[
https://issues.apache.org/jira/browse/CASSANDRA-6689?page=com.atlassian.jira.plugin.system.issuetabpanels:comment-tabpanel&focusedCommentId=13920720#comment-13920720
]
Benedict commented on CASSANDRA-6689:
-------------------------------------
bq. sort of RCU (i'm looking at you OpOrder)
What do you mean here? If you mean read-copy-update, OpOrder is nothing like
this.
bq. I'm not sure what is to retain here if we do that copy when we send to the
wire
Ultimately, doing this copying before sending to the wire is something I would
like to avoid. Using the RefAction.allocateOnHeap() on top of this copying sees
wire transfer speeds for thrift drop by about 10% in my fairly rough-and-ready
benchmarks, so obviously copying has a cost. Possibly this cost is due to
unavoidably copying data you don't necessarily want to serialise, but it seems
to be there. Ultimately if we want to get in-memory read operations to 10x
their current performance, we can't go cutting any corners.
bq. introducing separate gc
I've stated clearly what this introduces as a benefit: overwrite workloads no
longer cause excessive flushes
bq. things but as we have a fixed number of threads it is going to work out
the same way as for buffering open files in the steady system state
Your next sentence states how this is a large cause of memory consumption, so
surely we should be using that memory if possible for other uses (returning it
to the buffer cache, or using it internally for more caching)?
bq. Temporary memory allocated by readers is exactly what we should be managing
at the first place because they allocate the most and it always the biggest
concern for us
I agree we should be moving to managing this as well, however I disagree about
how we should be managing it. In the medium term we should be bringing the
buffer cache in process, so that we can answer some queries without handing off
to the mutation stage (anything known to be non-blocking and fast should be
answered immediately by the thread that processed the connection), at which
point we will benefit from shared use of the memory pool, and concrete control
over how much memory readers are using, and zero-copy reads from the buffer
cache. I hope we may be able to do this for 3.0.

## INPUT
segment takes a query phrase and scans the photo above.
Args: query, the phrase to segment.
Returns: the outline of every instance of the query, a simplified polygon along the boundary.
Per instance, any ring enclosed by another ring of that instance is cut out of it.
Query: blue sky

## GIVEN TASK A
In the Jira comment, list every passage that follows a "bq." marker, each in full and without the marker.
## GIVEN TASK B
Reproduce the whole listing that follows the Jira comment, line for line and without any change.

## EXERCISE RESULT A
- sort of RCU (i'm looking at you OpOrder)
- I'm not sure what is to retain here if we do that copy when we send to the wire
- introducing separate gc
- things but as we have a fixed number of threads it is going to work out the same way as for buffering open files in the steady system state
- Temporary memory allocated by readers is exactly what we should be managing at the first place because they allocate the most and it always the biggest concern for us

## EXERCISE RESULT B
segment takes a query phrase and scans the photo above.
Args: query, the phrase to segment.
Returns: the outline of every instance of the query, a simplified polygon along the boundary.
Per instance, any ring enclosed by another ring of that instance is cut out of it.
Query: blue sky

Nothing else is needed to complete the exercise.